[Dataset items]
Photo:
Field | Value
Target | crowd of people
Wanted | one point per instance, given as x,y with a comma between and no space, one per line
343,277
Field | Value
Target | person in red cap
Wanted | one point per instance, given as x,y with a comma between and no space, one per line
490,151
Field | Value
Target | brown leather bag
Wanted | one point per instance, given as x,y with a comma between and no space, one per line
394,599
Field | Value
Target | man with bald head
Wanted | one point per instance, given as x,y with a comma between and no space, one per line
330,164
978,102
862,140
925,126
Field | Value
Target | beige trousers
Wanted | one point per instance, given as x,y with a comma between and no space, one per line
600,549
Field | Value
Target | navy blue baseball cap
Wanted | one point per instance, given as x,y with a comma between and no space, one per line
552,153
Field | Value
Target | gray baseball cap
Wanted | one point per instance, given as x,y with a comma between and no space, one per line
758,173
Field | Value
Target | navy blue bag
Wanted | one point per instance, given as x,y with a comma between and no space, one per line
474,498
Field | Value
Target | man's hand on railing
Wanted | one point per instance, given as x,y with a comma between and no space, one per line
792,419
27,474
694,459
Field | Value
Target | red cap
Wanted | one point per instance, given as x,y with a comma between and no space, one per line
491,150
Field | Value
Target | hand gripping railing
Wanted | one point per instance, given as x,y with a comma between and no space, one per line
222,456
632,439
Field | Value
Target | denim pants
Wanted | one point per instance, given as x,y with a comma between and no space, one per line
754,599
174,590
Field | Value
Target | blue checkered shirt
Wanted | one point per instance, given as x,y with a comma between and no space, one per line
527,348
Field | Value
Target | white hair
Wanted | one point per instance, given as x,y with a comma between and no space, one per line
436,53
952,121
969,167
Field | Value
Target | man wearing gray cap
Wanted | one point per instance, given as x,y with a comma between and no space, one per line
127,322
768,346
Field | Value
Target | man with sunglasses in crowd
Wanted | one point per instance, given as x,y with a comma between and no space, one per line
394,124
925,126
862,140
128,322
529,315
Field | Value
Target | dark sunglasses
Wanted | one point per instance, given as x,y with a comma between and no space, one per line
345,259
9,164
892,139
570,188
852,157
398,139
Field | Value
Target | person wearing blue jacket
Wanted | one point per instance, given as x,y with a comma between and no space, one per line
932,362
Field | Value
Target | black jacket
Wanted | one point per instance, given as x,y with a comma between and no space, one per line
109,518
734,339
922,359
==
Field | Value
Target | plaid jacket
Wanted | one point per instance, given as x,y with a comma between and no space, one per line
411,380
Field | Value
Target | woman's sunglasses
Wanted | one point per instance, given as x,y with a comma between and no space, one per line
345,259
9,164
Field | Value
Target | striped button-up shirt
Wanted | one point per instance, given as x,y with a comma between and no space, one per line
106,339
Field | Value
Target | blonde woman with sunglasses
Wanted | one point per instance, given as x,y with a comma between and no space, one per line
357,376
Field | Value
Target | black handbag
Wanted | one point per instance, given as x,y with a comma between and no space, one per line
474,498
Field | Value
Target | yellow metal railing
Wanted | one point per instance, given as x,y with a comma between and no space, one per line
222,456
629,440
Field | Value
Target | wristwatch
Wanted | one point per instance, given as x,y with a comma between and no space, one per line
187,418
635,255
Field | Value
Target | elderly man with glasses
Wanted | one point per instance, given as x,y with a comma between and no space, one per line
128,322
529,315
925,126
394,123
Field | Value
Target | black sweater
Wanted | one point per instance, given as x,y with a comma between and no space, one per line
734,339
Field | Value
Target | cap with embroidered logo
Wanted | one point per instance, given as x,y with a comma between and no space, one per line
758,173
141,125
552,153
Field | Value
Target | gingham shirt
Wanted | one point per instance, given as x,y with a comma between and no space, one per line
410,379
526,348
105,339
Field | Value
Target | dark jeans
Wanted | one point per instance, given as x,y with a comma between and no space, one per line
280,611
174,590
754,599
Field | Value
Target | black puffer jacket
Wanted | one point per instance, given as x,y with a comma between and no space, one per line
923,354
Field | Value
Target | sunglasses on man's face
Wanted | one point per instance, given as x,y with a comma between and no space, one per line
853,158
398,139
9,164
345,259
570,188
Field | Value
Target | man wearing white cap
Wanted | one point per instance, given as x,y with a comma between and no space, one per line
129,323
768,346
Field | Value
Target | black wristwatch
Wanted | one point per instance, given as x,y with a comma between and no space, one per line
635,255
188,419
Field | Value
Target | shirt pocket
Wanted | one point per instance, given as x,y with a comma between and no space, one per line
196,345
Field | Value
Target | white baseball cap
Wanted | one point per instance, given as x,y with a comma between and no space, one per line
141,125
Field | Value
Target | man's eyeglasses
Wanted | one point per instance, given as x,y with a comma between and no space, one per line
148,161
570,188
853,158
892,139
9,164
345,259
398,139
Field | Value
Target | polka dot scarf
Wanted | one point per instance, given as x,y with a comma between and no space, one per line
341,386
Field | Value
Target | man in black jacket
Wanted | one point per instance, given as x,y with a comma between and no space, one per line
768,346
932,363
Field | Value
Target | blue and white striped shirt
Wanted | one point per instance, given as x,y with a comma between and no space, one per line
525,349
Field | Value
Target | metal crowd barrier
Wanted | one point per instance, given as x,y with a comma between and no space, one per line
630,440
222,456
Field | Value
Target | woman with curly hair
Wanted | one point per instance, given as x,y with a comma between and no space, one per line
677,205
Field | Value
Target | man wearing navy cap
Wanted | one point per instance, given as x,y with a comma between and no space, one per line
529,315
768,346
---
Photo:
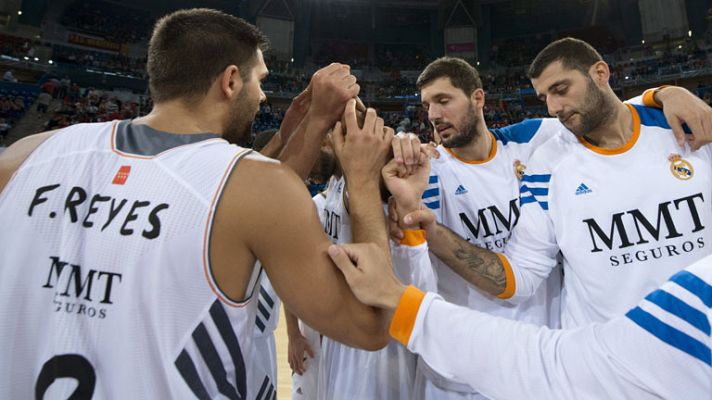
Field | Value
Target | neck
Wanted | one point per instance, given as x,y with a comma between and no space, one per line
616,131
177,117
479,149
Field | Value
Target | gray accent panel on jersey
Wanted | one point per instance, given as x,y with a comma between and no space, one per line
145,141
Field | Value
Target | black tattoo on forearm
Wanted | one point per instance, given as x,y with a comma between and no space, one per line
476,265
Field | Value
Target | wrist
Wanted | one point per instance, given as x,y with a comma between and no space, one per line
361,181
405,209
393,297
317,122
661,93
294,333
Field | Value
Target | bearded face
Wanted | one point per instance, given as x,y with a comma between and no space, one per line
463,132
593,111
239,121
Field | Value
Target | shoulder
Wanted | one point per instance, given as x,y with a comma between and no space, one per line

=== Problem to solve ===
What you give back should be exactly the lines of the data above from the line with "Target | yellow metal railing" through the line with "Target | sunglasses on man's face", both of those included, and nothing more.

=== Response ===
Target | yellow metal railing
Wanted | one point per instance, given as x,y with a comma between and no space, one per line
222,456
629,440
Field | Value
Target | wristwatch
Wanted | one point per instance, given as x,y with a comma between and no space, one per line
187,418
635,255
Field | Value
Target | elderly man with glasses
Wanted | one point per instance, given as x,y with a comma between and no space, one per line
128,322
529,315
925,126
394,123
Field | Value
Target | black sweater
Wanted | one point per instance, given as x,y with a comma between and no space, one per line
734,339
Field | Value
Target | cap with embroidered logo
Wanted | one point per instance, given as x,y with a comma between and no space, one per line
758,173
141,125
552,153
Field | Value
Target | gingham shirt
Wanted | one point per instance, given as x,y with a comma between and no space, one per line
410,379
526,348
105,339
Field | Value
Target | dark jeans
Wanted | one point per instance, given as x,y with a comma between and no space, one per line
280,611
174,590
754,599
Field | Value
Target | black puffer jacket
Wanted | one point per instance, given as x,y with a comma between and no space, one per line
923,354
Field | Value
Target | sunglasses on man's face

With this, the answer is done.